§ **REQUIRED WORK**: Could you edit the items starting with the line that contains "Thanks for the photo. Could you please mark the window sill" and going on through the end of the items, replacing "air vent" with "ceiling vent" and leaving everything else unchanged?

[Records from a dataset]
----

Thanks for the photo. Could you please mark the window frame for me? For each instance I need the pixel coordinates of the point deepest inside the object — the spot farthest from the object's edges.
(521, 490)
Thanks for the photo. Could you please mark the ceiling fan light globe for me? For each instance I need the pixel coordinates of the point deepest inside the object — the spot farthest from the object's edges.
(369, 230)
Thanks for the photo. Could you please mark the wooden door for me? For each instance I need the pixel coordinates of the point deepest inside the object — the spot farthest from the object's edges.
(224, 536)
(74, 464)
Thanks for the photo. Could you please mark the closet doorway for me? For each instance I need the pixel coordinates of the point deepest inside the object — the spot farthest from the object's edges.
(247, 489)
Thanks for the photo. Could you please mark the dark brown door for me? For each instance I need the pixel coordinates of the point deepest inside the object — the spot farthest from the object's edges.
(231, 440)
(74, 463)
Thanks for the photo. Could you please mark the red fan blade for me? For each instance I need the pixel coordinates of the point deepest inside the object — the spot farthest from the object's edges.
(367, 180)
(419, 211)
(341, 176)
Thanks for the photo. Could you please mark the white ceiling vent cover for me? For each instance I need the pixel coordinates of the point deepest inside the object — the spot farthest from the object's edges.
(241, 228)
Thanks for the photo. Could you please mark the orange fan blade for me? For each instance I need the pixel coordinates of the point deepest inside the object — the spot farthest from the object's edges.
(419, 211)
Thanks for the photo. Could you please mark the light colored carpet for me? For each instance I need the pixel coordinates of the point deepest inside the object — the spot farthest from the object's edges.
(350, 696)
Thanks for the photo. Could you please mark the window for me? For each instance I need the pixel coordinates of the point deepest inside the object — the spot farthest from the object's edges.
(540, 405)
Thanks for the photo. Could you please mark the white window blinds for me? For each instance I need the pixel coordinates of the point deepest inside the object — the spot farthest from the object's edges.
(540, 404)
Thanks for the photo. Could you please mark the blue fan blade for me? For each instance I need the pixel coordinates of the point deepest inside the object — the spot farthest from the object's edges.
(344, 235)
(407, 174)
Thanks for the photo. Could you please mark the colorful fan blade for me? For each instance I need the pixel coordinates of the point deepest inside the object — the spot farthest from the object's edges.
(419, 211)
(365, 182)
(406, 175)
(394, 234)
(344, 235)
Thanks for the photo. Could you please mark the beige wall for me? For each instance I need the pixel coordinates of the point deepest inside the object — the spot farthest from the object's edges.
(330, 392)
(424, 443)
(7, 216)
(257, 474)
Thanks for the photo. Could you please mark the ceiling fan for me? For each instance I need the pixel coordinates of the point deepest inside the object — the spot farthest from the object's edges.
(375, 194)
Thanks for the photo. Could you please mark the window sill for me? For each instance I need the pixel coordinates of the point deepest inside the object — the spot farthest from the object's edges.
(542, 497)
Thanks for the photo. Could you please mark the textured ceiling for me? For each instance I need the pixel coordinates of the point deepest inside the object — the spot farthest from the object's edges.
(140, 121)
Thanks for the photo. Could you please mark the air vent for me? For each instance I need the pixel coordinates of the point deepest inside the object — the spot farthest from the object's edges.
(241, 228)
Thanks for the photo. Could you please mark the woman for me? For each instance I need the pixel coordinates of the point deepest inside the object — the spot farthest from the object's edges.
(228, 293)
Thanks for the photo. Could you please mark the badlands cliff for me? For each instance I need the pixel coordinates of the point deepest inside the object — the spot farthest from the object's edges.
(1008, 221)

----

§ **TASK RESPONSE**:
Thanks for the photo. Could you please mark the window sill for me? For each instance I need the pixel coordinates of the point deepest inside the object — the spot farthest from the object's edges.
(542, 497)
Thanks for the photo. Could you please mark the textured ceiling for me? For each instance I need the pixel coordinates of the point deepest inside the object — the spot farthest from the object's edges.
(140, 121)
Thanks for the photo. Could you please mark the ceiling vent for me? For each instance I need the pixel coordinates of the point deepest inside the object — the spot farthest from the object's edges.
(241, 228)
Thanks for the photo. Could you please mark the woman for me? For each instance I need the pixel coordinates of the point deepest inside the object — the spot farthest from the object's edges.
(228, 293)
Thanks for the photo. Could you please mark the badlands cliff for me? For each instance I need the pixel coordinates of the point deepest inside the object — the spot farthest from the object's edges.
(1008, 221)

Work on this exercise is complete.